--- START OF Record extracts ---

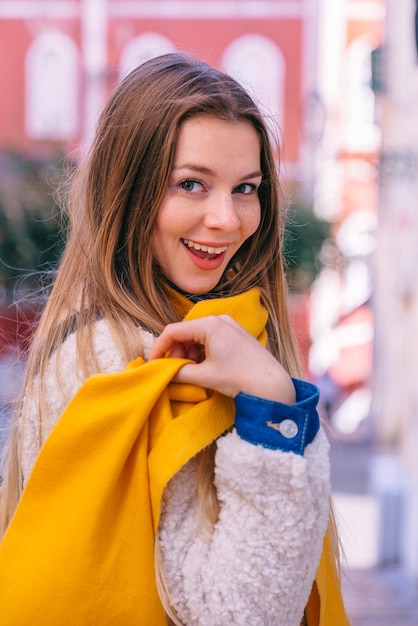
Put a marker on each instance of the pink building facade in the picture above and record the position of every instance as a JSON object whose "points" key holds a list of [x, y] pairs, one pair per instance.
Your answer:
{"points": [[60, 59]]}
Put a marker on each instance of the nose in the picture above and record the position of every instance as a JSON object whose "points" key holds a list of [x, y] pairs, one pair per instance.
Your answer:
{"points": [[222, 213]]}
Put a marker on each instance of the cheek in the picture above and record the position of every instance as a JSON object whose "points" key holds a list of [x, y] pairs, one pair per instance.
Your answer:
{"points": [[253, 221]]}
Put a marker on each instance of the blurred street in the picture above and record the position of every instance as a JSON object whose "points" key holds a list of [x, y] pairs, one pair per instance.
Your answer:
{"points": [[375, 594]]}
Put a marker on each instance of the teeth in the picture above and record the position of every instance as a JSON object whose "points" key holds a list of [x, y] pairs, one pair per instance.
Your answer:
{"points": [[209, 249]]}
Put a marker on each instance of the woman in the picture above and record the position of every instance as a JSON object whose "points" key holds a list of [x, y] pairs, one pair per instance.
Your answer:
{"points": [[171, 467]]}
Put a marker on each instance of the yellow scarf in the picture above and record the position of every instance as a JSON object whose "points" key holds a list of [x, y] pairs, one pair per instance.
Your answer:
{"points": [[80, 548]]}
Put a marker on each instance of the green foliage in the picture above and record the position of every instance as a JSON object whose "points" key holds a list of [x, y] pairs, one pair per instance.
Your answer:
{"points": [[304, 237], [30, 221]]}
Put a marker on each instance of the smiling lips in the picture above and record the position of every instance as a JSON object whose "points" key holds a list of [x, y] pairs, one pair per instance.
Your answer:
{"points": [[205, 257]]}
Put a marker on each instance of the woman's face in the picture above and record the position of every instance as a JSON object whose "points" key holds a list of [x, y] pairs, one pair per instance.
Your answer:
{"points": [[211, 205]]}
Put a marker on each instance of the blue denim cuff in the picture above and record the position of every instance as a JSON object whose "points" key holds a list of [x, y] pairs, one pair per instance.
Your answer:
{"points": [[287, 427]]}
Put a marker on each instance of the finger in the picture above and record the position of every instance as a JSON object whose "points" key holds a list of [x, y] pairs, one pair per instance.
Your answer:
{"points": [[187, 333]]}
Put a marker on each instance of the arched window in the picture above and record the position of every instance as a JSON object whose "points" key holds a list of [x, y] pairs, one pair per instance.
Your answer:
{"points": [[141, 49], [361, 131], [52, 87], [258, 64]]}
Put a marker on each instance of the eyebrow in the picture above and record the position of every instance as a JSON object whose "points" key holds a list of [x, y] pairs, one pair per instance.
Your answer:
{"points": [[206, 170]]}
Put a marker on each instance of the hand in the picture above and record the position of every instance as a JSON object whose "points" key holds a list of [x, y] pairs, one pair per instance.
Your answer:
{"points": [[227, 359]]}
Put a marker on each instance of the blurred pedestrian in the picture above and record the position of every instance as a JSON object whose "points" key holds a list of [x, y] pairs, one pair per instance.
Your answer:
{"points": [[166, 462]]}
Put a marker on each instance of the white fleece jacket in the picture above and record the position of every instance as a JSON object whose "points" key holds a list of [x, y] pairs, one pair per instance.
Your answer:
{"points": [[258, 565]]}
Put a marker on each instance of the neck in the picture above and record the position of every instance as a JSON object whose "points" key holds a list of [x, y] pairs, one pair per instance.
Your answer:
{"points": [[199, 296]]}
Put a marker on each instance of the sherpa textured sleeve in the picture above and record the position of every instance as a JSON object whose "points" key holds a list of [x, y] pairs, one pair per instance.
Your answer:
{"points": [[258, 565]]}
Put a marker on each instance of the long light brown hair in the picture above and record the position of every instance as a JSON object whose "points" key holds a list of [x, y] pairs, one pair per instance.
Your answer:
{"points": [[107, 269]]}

--- END OF Record extracts ---

Your output consists solely of the lines from the one with "Put a marker on each instance of the neck" through the last line, copied exactly.

Put a marker on each instance of the neck in the picture above and record the position of every instance as a JSON object whose "points" key holds a list of [x, y] pairs, one pair per instance.
Your answer:
{"points": [[199, 296]]}
Put a marker on each instance of the sherpa textured sleeve in the picture above and record the position of every instance as a JSON object whose "points" key holds a list of [x, y] pairs, one pair per instance.
Your answer:
{"points": [[258, 565]]}
Put a marker on each instance of the long light brown hair in the picture above and record the position of every instance as a JSON object whose "points" key holds a list of [x, y] pairs, one pair per instance.
Your answer:
{"points": [[107, 269]]}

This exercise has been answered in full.